■ **Your instructions**: Search the entries below for "white". Report each line where it occurs.

** Provided records follows **

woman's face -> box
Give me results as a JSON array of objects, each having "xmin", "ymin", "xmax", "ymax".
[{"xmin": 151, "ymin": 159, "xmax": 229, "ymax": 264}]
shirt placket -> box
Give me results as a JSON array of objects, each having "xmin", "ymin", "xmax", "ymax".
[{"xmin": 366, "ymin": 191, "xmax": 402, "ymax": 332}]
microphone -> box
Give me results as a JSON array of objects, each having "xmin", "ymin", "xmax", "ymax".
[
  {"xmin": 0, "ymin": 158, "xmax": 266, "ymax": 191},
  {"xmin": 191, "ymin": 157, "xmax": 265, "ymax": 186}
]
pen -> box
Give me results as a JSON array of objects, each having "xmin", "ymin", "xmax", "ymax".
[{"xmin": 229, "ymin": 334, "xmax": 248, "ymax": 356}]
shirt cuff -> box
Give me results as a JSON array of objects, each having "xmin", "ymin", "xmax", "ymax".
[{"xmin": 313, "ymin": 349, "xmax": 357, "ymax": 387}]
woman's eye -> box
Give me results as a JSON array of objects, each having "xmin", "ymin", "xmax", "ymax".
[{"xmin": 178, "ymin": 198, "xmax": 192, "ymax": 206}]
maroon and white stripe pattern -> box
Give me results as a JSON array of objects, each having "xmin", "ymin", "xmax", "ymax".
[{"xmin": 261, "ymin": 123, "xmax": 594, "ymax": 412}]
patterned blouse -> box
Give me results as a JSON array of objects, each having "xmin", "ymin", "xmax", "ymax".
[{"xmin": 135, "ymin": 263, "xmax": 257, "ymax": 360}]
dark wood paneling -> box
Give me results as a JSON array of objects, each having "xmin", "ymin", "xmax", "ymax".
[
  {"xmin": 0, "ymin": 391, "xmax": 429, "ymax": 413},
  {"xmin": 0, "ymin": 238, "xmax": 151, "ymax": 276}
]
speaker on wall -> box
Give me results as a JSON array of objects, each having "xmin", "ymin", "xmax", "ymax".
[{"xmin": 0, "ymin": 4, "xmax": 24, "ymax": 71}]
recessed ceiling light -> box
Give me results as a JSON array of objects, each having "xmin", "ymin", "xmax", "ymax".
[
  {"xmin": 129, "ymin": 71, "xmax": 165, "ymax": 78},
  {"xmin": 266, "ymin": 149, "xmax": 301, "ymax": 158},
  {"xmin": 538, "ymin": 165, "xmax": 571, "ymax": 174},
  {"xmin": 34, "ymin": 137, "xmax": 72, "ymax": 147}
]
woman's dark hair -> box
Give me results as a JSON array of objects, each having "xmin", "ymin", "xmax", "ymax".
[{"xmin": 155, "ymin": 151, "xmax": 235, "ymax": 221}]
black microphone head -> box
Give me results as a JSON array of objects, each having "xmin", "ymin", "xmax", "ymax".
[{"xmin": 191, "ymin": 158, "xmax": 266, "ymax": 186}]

** End of Provided records **
** Provided records follows **

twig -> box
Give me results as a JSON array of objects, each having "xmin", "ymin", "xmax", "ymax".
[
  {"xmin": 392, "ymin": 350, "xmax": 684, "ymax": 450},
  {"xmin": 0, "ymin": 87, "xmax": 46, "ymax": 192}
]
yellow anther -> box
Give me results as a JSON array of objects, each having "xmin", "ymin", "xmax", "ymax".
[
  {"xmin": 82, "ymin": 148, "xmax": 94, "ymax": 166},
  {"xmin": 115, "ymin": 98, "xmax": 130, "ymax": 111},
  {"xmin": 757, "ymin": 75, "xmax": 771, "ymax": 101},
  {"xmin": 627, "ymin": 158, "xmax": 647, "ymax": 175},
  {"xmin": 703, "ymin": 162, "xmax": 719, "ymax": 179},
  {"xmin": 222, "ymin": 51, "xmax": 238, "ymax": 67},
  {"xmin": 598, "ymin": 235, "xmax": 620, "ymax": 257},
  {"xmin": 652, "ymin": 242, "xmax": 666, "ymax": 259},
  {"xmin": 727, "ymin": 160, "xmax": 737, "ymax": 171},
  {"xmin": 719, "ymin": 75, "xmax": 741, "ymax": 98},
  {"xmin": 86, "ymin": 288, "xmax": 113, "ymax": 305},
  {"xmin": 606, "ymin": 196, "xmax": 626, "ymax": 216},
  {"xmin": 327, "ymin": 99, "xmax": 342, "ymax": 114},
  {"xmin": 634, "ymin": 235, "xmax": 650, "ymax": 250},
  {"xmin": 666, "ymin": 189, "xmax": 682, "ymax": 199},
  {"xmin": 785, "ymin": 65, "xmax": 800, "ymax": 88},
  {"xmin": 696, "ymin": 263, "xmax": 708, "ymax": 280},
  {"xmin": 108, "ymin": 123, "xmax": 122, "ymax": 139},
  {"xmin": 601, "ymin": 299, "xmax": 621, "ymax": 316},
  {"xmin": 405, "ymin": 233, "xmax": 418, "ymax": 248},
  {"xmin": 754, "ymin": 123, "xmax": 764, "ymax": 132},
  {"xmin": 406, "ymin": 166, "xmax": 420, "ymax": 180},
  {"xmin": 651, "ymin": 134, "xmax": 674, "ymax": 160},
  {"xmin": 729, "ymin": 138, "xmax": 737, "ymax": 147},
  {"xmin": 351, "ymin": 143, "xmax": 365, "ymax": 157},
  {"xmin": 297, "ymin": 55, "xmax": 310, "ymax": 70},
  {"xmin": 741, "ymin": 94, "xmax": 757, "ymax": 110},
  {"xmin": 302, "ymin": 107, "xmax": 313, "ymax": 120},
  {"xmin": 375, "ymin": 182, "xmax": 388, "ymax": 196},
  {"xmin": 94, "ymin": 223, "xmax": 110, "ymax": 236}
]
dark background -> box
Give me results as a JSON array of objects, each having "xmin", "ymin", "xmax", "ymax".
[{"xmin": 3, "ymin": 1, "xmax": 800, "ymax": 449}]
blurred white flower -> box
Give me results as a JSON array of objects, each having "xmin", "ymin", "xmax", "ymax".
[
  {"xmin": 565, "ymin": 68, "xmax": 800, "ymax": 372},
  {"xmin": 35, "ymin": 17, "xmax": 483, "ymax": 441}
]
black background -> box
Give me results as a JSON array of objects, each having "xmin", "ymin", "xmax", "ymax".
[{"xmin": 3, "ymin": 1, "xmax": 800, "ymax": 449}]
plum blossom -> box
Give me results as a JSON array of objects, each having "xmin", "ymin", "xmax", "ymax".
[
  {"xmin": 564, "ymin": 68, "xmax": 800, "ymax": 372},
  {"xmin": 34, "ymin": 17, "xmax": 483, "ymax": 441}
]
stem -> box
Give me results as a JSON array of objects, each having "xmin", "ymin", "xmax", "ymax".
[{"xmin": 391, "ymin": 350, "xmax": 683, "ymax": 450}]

** End of Provided records **
** Provided records follows **

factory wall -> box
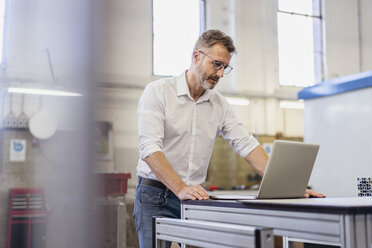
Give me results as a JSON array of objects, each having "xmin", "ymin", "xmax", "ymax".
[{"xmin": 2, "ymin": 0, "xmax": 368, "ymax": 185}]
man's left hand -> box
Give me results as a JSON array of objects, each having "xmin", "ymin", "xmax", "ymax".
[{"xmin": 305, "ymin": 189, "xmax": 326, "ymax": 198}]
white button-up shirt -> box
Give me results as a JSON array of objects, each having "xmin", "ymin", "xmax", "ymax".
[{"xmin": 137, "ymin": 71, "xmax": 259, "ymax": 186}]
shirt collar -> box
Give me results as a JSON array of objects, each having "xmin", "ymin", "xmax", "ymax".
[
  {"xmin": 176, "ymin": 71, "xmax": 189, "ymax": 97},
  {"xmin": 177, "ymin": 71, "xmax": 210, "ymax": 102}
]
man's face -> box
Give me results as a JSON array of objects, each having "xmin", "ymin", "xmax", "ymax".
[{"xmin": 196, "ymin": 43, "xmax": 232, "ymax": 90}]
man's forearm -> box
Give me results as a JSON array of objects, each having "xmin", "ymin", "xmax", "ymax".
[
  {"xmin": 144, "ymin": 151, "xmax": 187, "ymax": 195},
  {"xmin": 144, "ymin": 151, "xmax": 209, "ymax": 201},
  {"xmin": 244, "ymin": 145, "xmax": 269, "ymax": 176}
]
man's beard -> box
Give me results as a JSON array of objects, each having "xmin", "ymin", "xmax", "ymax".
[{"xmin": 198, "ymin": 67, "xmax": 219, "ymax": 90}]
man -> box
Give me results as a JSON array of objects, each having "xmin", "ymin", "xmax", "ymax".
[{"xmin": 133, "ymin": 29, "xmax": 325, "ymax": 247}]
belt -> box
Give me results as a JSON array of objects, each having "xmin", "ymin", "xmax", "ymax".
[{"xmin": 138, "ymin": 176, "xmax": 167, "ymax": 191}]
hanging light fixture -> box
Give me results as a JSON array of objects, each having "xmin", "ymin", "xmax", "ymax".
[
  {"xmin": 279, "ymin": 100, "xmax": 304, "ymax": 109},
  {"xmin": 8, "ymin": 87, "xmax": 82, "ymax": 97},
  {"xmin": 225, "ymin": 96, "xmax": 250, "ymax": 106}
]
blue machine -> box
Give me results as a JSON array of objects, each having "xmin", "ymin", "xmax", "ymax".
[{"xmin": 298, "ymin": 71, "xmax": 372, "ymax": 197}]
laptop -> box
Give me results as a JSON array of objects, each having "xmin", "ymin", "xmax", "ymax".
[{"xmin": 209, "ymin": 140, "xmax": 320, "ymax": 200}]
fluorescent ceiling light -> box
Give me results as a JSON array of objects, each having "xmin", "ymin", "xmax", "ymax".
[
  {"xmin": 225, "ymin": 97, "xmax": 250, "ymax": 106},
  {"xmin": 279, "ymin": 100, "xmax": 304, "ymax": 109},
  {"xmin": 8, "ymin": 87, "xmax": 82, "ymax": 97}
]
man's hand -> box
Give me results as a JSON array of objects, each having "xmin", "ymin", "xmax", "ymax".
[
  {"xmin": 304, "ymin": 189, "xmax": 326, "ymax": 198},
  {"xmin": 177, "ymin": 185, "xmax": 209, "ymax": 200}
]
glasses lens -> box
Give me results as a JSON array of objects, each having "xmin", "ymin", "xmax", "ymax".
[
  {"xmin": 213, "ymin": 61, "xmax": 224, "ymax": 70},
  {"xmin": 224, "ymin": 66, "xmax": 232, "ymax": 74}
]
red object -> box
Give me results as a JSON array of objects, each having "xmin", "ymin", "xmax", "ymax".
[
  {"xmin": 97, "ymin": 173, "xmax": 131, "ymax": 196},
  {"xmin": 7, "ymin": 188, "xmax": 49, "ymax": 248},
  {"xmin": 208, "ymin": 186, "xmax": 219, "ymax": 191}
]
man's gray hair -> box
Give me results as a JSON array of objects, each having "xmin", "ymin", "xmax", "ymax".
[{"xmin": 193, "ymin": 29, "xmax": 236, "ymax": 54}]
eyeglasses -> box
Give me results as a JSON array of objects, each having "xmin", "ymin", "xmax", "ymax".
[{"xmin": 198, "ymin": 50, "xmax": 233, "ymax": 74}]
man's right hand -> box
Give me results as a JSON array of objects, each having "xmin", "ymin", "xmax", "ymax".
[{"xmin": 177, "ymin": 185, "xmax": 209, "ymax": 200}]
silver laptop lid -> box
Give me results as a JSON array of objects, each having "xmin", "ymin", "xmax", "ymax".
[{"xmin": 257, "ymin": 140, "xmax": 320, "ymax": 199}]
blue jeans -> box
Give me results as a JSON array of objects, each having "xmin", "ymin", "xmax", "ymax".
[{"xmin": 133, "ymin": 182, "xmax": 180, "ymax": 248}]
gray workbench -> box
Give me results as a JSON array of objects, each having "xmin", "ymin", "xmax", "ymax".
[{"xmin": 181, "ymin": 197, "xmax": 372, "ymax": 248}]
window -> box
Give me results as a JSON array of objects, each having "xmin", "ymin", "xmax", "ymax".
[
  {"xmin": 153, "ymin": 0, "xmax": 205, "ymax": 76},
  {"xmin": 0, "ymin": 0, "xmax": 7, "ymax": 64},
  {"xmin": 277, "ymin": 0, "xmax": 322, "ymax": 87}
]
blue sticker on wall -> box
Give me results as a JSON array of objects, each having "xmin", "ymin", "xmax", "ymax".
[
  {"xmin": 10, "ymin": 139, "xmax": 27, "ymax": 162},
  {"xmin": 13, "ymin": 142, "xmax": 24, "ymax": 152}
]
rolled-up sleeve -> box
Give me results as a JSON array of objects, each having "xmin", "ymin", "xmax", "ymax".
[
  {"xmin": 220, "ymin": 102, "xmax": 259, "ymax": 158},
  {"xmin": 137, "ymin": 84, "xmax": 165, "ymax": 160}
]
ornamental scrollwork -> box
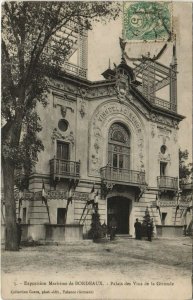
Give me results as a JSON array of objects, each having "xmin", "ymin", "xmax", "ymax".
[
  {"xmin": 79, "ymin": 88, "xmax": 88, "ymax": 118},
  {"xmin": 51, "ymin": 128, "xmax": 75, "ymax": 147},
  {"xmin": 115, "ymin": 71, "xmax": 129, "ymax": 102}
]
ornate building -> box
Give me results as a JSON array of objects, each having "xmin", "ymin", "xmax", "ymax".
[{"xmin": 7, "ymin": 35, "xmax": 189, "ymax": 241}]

** End of Provided records **

■ **Exercise solution**:
maroon and white stripe pattern -> box
blurred white flower -> box
white button-up shirt -> box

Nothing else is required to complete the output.